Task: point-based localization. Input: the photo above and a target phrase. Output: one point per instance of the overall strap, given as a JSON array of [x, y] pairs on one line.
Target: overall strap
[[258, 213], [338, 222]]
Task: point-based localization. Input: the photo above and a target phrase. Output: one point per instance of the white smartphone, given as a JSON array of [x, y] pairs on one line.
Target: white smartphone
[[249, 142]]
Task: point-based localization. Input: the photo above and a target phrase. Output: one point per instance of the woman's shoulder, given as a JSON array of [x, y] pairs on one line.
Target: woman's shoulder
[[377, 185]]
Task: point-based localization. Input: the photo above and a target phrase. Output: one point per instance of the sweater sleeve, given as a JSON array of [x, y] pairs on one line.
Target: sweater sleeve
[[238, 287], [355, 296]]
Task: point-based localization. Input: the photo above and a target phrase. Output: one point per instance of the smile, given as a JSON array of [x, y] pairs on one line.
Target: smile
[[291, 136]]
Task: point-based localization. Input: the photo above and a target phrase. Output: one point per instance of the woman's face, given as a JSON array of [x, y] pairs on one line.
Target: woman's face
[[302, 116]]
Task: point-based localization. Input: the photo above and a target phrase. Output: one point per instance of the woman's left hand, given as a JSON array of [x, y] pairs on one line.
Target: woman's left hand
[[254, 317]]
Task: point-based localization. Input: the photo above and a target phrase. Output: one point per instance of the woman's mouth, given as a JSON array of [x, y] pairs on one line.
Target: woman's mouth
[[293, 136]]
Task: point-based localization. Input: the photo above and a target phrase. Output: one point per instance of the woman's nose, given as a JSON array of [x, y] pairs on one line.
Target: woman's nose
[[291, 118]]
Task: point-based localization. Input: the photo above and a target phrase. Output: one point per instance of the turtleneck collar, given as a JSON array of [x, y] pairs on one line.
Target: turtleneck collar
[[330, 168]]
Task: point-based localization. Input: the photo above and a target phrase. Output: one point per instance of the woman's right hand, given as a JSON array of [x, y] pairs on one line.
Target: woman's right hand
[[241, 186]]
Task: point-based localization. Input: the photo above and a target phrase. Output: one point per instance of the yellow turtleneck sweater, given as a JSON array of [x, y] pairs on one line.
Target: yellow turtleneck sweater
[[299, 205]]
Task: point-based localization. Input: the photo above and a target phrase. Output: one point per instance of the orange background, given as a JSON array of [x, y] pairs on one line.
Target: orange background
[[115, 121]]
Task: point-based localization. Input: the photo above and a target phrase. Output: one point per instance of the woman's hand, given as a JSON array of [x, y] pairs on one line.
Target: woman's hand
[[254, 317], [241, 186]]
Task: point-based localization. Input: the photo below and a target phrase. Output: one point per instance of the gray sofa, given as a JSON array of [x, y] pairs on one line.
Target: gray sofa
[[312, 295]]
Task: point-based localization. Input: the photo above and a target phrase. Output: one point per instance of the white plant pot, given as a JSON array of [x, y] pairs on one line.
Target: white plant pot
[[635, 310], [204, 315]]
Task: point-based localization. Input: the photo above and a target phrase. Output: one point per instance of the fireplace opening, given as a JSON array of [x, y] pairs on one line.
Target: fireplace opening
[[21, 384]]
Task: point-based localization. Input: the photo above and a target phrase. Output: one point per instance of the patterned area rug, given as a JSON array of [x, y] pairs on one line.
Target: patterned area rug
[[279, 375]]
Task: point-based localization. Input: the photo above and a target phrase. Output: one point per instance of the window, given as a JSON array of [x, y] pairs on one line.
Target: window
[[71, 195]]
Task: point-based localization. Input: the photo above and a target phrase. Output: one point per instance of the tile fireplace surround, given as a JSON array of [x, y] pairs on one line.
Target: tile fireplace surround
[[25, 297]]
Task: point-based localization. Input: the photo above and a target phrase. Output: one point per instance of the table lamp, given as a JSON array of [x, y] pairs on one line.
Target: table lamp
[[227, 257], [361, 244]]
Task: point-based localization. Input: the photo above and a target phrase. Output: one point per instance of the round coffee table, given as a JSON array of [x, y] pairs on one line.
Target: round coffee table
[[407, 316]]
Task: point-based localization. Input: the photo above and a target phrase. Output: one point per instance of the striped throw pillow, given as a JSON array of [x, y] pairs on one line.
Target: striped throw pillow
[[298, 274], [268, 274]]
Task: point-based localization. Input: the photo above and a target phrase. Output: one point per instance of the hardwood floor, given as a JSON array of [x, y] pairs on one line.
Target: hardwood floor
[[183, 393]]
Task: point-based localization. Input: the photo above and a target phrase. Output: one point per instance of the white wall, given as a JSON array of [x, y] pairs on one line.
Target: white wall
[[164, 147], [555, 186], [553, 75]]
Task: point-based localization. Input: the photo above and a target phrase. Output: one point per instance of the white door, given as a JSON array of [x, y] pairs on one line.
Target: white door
###
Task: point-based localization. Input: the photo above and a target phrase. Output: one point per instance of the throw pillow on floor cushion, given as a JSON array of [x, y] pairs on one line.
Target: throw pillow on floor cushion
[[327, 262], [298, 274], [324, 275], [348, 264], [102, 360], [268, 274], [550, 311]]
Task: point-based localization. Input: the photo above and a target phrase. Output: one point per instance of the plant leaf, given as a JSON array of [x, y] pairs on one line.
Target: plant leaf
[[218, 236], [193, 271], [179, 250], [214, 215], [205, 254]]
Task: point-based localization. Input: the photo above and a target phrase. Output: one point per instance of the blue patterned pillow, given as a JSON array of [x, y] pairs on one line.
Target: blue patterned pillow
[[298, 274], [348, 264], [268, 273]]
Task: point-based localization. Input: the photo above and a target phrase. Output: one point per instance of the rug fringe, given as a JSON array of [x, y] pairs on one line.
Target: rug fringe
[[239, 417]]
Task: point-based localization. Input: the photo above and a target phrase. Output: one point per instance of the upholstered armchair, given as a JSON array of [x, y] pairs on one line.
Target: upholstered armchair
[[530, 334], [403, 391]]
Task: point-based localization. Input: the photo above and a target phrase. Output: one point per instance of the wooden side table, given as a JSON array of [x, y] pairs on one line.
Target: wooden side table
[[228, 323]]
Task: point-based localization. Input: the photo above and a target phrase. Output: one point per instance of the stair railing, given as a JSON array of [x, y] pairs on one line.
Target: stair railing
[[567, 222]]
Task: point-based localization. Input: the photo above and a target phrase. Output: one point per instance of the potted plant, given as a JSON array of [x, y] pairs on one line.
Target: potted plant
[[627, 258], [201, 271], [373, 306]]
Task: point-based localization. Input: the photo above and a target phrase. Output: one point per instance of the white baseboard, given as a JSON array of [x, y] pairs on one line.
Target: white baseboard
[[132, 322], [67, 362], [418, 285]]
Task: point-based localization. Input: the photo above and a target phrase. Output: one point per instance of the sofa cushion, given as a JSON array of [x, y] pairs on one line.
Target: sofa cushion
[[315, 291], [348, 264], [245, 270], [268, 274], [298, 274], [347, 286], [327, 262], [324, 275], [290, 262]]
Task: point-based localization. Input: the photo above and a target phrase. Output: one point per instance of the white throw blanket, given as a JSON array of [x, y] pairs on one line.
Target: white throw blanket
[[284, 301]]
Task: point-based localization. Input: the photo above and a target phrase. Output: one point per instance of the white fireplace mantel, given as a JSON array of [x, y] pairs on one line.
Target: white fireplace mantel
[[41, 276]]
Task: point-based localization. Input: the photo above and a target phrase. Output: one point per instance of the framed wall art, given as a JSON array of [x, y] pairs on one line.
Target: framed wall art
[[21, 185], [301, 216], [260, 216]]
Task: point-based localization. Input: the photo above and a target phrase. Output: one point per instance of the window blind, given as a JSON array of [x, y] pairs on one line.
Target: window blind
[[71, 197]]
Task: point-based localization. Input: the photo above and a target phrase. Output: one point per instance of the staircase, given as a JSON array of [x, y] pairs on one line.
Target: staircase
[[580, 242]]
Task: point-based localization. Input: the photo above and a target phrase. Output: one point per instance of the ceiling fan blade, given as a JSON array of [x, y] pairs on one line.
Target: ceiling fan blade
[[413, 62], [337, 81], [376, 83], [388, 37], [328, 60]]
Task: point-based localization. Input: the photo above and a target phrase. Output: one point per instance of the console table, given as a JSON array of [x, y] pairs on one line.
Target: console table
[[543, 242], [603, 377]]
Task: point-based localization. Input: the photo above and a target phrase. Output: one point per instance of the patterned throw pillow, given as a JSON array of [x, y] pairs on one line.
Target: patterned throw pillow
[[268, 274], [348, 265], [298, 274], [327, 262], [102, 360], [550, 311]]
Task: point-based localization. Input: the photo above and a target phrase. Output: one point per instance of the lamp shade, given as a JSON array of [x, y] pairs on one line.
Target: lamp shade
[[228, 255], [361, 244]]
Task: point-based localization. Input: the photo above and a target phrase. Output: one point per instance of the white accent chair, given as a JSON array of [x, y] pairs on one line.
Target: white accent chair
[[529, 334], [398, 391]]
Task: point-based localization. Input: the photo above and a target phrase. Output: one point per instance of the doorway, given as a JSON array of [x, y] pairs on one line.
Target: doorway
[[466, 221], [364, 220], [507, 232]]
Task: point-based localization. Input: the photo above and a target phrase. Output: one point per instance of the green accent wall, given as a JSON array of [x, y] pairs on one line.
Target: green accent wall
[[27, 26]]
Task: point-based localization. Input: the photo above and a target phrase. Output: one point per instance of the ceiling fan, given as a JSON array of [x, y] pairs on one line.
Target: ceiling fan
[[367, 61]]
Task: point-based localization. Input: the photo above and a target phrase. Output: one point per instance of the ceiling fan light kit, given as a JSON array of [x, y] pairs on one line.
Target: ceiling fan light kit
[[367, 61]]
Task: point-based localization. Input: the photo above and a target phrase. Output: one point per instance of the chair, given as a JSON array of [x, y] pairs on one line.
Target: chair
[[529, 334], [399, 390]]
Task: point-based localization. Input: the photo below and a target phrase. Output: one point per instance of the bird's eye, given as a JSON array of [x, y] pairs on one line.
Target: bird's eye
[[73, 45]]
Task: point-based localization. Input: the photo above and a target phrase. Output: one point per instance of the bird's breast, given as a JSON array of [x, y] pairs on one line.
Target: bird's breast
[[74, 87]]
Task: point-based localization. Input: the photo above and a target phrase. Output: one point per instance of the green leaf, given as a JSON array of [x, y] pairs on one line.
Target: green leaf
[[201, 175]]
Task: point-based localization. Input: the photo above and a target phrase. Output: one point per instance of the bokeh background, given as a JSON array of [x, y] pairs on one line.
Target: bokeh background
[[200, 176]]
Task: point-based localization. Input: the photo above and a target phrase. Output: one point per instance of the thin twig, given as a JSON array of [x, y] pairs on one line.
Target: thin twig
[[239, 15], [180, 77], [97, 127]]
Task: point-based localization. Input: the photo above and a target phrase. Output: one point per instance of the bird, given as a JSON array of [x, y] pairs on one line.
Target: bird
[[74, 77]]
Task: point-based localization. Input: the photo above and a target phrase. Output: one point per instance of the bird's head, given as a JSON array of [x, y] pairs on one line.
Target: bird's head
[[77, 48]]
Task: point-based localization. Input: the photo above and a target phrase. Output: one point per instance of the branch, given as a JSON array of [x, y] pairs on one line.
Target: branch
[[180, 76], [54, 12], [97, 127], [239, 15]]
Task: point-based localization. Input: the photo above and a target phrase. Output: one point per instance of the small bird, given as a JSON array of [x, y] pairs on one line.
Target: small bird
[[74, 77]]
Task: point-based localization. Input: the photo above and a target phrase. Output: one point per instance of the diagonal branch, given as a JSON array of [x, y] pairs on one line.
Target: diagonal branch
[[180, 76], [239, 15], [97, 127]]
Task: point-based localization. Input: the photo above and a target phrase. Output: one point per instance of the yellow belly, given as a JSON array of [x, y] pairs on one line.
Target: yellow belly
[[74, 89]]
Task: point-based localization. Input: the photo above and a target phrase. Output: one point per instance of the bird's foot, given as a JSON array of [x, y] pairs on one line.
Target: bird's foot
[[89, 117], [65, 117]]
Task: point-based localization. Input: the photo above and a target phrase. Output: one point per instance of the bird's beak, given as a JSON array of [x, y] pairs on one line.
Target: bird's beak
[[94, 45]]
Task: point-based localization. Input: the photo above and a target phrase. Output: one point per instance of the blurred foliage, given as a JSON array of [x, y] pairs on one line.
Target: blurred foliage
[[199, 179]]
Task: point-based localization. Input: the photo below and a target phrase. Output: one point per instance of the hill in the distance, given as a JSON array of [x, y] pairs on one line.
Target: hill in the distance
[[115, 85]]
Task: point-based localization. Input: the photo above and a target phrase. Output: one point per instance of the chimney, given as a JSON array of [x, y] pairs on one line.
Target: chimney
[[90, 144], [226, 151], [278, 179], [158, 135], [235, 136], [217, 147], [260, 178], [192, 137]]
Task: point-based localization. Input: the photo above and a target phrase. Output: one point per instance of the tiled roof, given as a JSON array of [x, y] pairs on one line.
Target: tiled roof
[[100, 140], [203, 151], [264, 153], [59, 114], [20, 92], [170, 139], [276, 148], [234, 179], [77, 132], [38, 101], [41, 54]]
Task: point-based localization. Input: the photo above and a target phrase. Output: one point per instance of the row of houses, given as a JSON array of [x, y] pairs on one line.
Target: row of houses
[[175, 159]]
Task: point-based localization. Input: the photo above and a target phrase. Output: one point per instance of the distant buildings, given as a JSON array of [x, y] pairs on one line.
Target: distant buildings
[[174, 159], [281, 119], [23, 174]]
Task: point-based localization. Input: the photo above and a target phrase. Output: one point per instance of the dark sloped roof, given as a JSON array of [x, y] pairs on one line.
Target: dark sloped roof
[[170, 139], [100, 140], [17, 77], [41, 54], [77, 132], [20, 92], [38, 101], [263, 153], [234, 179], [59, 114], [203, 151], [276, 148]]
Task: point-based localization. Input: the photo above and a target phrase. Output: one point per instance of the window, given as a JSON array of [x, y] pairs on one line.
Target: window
###
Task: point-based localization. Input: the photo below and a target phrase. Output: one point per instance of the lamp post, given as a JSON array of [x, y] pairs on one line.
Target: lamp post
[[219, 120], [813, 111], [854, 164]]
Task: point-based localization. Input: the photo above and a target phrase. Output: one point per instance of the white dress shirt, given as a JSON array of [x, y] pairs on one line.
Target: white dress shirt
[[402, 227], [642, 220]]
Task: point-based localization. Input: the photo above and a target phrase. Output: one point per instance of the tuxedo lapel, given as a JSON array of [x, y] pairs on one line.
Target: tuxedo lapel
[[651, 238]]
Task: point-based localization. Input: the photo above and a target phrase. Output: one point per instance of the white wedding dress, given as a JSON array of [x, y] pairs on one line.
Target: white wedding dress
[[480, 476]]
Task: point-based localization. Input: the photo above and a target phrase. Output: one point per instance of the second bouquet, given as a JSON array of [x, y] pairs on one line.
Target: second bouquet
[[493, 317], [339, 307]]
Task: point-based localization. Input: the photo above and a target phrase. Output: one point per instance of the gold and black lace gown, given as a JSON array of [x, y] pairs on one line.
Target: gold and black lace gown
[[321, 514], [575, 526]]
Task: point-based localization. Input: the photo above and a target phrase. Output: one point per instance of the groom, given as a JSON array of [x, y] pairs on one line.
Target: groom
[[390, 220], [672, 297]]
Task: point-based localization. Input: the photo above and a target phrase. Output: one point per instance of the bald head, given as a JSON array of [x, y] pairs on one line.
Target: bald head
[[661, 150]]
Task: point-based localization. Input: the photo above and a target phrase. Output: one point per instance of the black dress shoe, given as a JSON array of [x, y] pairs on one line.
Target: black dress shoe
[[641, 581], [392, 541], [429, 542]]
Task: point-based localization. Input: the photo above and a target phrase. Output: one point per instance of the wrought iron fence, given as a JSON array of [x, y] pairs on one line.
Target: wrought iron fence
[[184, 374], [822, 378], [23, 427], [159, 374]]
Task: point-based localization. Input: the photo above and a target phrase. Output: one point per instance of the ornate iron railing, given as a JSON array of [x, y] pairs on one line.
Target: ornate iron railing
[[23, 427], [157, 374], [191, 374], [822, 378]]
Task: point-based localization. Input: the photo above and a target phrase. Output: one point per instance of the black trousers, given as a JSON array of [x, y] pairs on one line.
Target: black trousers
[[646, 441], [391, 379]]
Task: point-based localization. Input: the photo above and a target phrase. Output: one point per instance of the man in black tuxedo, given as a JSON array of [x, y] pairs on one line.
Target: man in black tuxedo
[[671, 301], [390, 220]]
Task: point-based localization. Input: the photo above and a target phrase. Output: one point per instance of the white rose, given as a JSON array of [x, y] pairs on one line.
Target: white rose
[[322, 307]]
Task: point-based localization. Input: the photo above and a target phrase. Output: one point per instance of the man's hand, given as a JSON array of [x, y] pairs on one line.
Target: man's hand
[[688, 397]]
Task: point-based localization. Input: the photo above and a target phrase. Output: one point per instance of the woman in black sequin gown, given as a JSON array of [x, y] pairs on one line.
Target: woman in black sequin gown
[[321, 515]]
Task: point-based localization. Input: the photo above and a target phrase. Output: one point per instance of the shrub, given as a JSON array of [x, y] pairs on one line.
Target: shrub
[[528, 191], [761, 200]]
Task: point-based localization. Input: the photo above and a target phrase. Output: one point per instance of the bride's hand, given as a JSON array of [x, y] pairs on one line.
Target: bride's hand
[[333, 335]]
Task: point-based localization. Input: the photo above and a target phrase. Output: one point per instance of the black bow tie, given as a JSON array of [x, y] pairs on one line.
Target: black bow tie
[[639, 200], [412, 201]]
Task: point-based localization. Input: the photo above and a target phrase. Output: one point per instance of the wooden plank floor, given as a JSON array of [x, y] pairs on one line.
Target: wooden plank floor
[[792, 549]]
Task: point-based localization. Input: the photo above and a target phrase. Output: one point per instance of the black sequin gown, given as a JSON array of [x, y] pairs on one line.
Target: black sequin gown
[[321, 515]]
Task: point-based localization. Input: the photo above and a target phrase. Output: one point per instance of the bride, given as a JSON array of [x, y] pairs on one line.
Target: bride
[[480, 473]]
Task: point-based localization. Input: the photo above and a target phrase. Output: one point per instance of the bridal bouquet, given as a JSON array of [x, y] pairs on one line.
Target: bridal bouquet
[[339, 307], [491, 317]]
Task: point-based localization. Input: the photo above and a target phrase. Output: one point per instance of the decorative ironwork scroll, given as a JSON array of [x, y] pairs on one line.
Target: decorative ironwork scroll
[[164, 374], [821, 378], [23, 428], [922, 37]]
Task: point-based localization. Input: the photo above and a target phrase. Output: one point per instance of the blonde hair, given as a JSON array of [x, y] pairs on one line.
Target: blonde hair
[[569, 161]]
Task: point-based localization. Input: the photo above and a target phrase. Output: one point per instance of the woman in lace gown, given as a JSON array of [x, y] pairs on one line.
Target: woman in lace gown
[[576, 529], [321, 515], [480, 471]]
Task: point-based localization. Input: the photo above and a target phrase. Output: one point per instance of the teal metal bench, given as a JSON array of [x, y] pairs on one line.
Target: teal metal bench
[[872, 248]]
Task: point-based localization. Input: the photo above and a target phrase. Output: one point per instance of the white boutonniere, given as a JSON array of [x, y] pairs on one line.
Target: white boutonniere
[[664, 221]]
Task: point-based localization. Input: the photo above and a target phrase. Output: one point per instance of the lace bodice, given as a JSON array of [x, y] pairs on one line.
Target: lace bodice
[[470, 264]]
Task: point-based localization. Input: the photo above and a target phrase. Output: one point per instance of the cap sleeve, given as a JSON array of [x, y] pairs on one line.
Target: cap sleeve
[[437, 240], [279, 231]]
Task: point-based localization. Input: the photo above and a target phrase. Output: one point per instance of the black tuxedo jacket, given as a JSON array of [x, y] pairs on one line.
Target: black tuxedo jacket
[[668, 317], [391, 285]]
###
Task requirements:
Of the entries above, repeat exactly the lines from the line with "Target: hill in the distance" through the line with "of the tiled", both of them included.

Solution to this task:
Target: hill in the distance
[[115, 85]]
Task: point-based localization. Input: the photo above and a target phrase. Output: one point per instance of the chimney, given as a JSON array of [x, y] pairs on one line.
Target: chimney
[[90, 144], [226, 151], [278, 179], [158, 135], [235, 136], [217, 147], [260, 178], [192, 137]]
Task: point-based localization. Input: the photo above and a target phrase. Output: one point per instance of the tiled roof, given as a JSON array of [x, y] pairs on one line.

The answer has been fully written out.